-- WORK INSTRUCTIONS --
Pick out every line in the records below that contains the word "wire", and copy each one. Case counts.

[Records from a dataset]
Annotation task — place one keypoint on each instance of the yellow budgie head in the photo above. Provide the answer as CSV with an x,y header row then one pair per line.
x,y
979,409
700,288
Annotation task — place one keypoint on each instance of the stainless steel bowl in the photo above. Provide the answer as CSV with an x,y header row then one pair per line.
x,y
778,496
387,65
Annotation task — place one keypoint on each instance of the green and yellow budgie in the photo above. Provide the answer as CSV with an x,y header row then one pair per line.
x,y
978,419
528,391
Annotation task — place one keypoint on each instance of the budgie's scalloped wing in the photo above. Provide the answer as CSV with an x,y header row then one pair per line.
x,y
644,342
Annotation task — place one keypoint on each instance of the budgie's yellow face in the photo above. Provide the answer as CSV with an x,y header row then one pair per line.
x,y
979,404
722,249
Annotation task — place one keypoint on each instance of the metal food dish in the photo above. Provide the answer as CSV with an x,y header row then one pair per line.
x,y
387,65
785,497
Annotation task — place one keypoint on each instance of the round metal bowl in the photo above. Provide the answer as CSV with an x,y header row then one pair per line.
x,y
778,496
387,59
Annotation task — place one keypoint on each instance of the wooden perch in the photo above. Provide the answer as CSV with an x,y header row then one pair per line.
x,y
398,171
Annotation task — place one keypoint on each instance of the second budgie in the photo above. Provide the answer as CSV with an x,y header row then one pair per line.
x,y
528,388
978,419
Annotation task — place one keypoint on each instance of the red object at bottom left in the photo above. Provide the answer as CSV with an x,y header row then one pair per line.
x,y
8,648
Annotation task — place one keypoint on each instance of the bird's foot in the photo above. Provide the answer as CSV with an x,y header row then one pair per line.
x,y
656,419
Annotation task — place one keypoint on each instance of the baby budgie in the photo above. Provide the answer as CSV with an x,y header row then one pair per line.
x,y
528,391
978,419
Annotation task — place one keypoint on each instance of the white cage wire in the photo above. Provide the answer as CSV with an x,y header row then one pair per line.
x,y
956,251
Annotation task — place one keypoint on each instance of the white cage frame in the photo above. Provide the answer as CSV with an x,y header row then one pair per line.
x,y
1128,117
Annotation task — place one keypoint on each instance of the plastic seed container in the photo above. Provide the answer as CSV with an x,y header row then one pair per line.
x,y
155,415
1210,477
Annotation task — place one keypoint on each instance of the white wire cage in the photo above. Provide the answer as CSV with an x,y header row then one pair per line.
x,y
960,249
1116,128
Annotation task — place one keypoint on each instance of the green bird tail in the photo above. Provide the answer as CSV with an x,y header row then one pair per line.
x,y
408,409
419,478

==

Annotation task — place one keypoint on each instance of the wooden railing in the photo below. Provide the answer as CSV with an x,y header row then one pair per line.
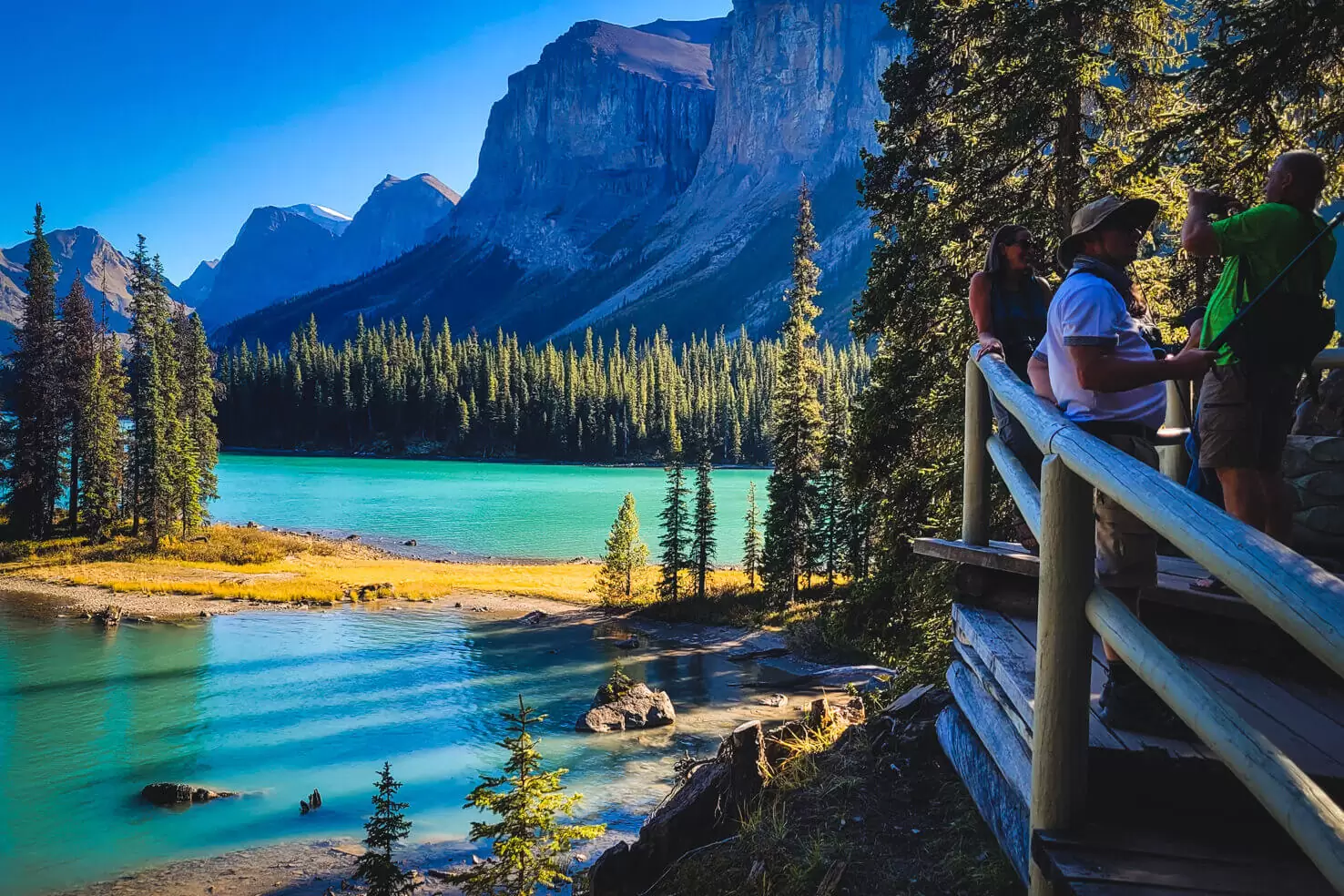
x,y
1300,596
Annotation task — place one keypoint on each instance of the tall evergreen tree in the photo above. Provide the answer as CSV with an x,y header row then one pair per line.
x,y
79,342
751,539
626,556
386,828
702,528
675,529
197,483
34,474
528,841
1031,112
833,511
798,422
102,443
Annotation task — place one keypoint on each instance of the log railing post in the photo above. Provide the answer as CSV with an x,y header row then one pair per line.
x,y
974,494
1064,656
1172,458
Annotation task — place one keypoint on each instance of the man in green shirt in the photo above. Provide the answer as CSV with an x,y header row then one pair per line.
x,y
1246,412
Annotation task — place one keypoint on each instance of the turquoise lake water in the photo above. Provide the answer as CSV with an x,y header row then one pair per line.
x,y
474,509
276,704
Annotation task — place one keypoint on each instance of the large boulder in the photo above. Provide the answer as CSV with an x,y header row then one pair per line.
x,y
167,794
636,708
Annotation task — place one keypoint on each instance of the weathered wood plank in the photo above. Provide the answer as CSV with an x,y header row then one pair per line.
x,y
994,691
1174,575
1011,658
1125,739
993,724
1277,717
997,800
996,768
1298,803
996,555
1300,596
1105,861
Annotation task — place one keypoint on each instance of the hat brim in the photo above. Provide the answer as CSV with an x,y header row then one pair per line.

==

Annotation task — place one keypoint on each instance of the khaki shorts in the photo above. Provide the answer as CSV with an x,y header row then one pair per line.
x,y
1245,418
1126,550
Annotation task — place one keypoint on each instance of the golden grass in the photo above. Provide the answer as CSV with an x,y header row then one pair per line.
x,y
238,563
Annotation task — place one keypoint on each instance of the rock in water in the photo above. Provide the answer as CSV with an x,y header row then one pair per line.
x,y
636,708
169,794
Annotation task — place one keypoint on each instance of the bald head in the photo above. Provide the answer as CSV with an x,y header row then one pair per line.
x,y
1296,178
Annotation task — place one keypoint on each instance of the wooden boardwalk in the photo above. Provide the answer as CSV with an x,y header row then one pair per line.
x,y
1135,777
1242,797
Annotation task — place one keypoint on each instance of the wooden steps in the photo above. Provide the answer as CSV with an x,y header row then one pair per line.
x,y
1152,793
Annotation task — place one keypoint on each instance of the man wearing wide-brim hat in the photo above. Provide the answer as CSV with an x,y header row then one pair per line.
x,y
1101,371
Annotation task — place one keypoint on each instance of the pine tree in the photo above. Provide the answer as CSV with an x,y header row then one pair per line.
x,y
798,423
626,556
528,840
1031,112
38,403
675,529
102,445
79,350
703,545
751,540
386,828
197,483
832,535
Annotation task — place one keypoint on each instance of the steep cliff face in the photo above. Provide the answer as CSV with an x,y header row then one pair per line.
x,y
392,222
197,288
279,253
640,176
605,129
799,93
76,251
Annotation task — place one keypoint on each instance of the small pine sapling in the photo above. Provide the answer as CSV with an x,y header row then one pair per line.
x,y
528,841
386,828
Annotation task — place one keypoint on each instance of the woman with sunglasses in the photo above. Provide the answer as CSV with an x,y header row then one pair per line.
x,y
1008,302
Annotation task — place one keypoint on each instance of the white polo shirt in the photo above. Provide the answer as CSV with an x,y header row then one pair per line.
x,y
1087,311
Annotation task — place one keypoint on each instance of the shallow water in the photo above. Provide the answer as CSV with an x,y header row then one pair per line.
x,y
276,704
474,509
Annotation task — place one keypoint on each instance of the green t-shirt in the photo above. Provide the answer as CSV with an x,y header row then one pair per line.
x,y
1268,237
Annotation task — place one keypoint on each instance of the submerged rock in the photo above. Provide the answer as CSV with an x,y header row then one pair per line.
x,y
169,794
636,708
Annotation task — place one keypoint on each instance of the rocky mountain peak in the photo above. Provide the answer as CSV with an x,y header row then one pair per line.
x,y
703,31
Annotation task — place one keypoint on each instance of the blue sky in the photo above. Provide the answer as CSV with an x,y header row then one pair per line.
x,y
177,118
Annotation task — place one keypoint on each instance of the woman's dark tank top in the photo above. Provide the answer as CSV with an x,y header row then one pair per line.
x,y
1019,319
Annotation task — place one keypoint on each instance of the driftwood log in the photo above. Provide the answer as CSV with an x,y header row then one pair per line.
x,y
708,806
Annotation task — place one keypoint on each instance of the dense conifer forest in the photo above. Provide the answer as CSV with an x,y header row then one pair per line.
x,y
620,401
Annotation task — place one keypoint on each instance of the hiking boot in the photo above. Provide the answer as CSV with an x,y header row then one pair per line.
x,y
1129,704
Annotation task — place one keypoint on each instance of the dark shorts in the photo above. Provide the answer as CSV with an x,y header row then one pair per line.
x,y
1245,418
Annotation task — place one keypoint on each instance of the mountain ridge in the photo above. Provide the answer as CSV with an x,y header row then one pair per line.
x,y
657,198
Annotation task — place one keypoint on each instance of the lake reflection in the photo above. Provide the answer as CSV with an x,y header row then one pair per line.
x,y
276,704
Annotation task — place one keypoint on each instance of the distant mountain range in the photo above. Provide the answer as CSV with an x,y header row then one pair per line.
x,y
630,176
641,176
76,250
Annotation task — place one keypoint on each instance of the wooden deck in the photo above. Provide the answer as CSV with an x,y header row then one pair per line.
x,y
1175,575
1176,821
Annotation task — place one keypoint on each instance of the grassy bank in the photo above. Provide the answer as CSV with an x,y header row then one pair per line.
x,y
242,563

-- TASK SOLUTION --
Annotation task — place one keypoint on each instance of the white cage wire in the photo above. Provide the answer as CSV with an x,y header row then one pair per line.
Annotation task — place one keypoint on each instance of the white wire cage in the photo above. Provide the answer as CSV with an x,y header row then one pair per line.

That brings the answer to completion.